Task objective: Pictures stay out; everything else in the records below is copied exactly.

Input material:
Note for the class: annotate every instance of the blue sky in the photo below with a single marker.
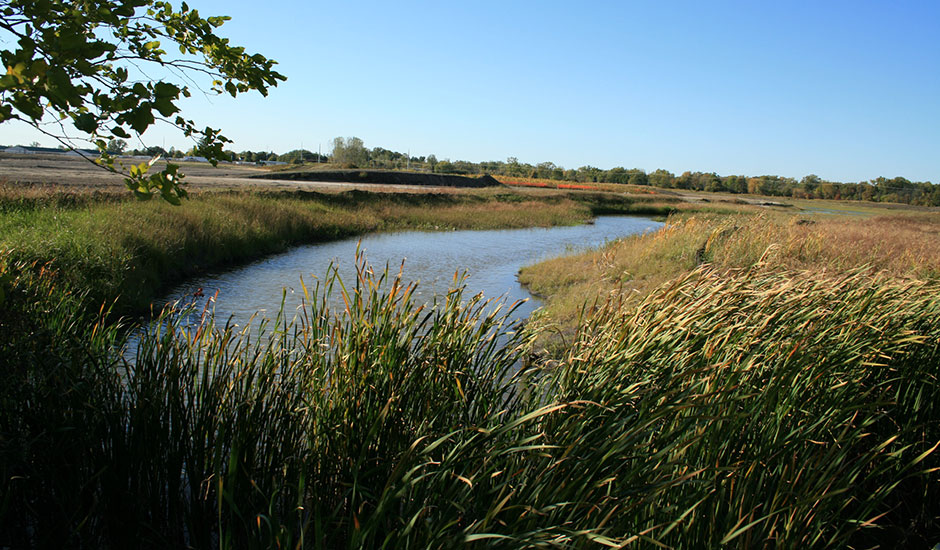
(846, 90)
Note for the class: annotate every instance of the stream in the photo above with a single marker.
(490, 260)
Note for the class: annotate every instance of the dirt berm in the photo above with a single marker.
(384, 177)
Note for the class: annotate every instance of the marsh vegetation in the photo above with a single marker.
(736, 380)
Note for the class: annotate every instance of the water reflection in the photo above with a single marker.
(490, 259)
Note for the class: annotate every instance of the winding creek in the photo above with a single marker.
(490, 259)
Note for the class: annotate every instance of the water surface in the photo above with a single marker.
(490, 260)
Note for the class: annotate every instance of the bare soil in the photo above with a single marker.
(74, 173)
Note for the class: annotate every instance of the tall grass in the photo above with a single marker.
(131, 250)
(741, 408)
(903, 246)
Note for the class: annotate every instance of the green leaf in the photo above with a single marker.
(86, 122)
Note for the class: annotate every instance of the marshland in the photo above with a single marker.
(744, 376)
(690, 301)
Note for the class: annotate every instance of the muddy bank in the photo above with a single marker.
(383, 177)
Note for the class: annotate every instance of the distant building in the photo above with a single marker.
(22, 150)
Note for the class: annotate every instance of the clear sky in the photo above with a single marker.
(846, 90)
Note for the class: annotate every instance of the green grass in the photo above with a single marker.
(113, 248)
(772, 383)
(903, 245)
(739, 409)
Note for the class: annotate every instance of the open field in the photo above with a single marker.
(751, 376)
(903, 245)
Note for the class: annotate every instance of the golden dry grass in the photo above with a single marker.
(902, 246)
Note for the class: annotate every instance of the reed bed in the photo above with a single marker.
(733, 408)
(132, 250)
(901, 245)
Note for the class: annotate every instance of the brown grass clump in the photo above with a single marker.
(901, 246)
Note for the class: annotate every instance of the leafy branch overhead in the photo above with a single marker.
(85, 65)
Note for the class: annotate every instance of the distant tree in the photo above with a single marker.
(662, 178)
(87, 63)
(116, 146)
(350, 151)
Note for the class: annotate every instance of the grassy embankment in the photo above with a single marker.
(904, 245)
(758, 406)
(112, 247)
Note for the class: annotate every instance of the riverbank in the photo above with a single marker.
(903, 245)
(738, 409)
(116, 249)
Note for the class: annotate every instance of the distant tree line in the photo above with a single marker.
(351, 152)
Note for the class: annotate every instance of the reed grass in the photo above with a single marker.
(902, 245)
(110, 247)
(735, 408)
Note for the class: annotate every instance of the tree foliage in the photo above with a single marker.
(84, 65)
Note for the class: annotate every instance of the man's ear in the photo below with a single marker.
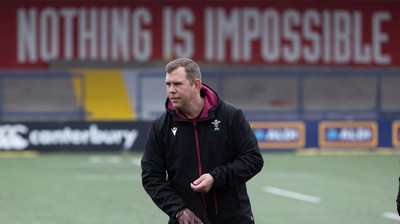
(197, 84)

Task answer:
Note for the class: annotate every instance of the blue sky in the photo below with a single marker.
(846, 90)
Note for the class: annotate every instance of the stream in the photo above with a single marker.
(490, 260)
Note for the class: annotate every instance of the dirt berm in the photo above with a single marker.
(384, 177)
Note for the class: annotate every instance of the marsh vegetation in the photo above with a single marker.
(736, 380)
Note for the class: annotate every instance of the water reflection in the photo above with a single marker.
(490, 259)
Note for the class: annotate every instance of the winding creek in the photo above with a single marker.
(490, 259)
Note for the class: annotate every instance of the water surface in the photo above with a single marker.
(490, 260)
Note for the class: annotate every instance of the bare soil in the photo above with a single marker.
(74, 173)
Note for the class: annotate every instance of the tall grass in the photo above with a single marker.
(131, 250)
(741, 408)
(903, 246)
Note for the class: annotate every instance of the green leaf in the photo above with a single marker.
(86, 122)
Note for the class: annotate every instance of the marshland in the photo above with a single marker.
(744, 376)
(690, 301)
Note for the class: annotate every instance of the muddy bank in the photo above with a single marker.
(383, 177)
Note for the class: annotate every instance of the distant building in the photo above with a single marker.
(22, 150)
Note for the class: annotate every instance of the clear sky in the photo above with a single marker.
(846, 90)
Note for the class: annotate every instance of the green grass in the photo above with a single marker.
(113, 248)
(772, 383)
(903, 245)
(739, 409)
Note for the class: annotate every instance of the open field in the photo above with a single marker.
(751, 376)
(903, 245)
Note for the class: annotate every instance of the golden dry grass in the photo above with a single marker.
(902, 246)
Note for the class: annotate every instance of the reed bed in the photo above with a single marker.
(733, 408)
(132, 250)
(901, 245)
Note for the class: annotate every instance of the brown grass clump in the photo above with a single marker.
(901, 246)
Note for the class: annotate every instance of the leafy branch overhead in the photo above with a single marker.
(85, 65)
Note for the class: annotate every instance of the distant tree in the photo above with a single marker.
(662, 178)
(87, 63)
(116, 146)
(350, 151)
Note for the class: annotate every instance of the grassy embankment in the photo above with a single marker.
(904, 245)
(758, 406)
(112, 247)
Note for the class: annotate every instance of the riverbank in the photo above with a single marker.
(903, 245)
(738, 409)
(116, 249)
Note for the class: annotate every instance of the distant tree line in the photo above with a single marker.
(351, 152)
Note for the class: annotate every instance of the reed grass in the photo above with a single marker.
(902, 245)
(110, 247)
(735, 408)
Note for the class: annotate every instance of the tree foliage in the photo above with a single marker.
(84, 65)
Note for the class: annotate every instance of the man's ear in the photo below with a single marker.
(197, 84)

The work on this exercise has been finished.